▶ [Selected excerpt]:
********************

Anne here pondering about weather and power and light...
Recently it seems like people all over the world are having extreme weather, often accompanied by power blackouts. Whether it's blizzards and ice-storms, record heat waves, lightning strikes, wildfires, hurricanes, cyclones or floods, generally they have one think in common — no power. (Image by eyasu-etsub on Unplash.)
We're so dependent on electricity that we take it completely for granted — until it goes.
And then, suddenly, you realize how very dependent we've become on it for all sorts of things and I don't just mean for serious things, though one friend of mine was without power in below freezing conditions, another lost several weeks worth of food that thawed and spoiled, and another was flooded and couldn't phone for help as her cordless phone battery had gone flat and there was no way to recharge it. The power failures caused really serious problems for many, many people.
But not for me. I’m luck and I haven’t been in any danger or even seriously inconvenienced. The worst I had was to be hot. Several years ago, it was our third day of 45º heat (that's 113º F) and the house, the dog and I were hot. In the city people were stuck in lifts for hours in the heat, and stuck in packed trains, unable to get the electricity operated doors open. For them it was truly dreadful.

********************

▶ [Recorded information]:

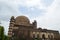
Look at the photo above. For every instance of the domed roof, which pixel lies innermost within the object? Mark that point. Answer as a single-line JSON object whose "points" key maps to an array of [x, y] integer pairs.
{"points": [[22, 20]]}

********************

▶ [What the exercise asks]: In the piece about weather and power blackouts, why couldn't the friend who was flooded phone for help?

▶ [Written response]: Her cordless phone battery had gone flat, and there was no way to recharge it.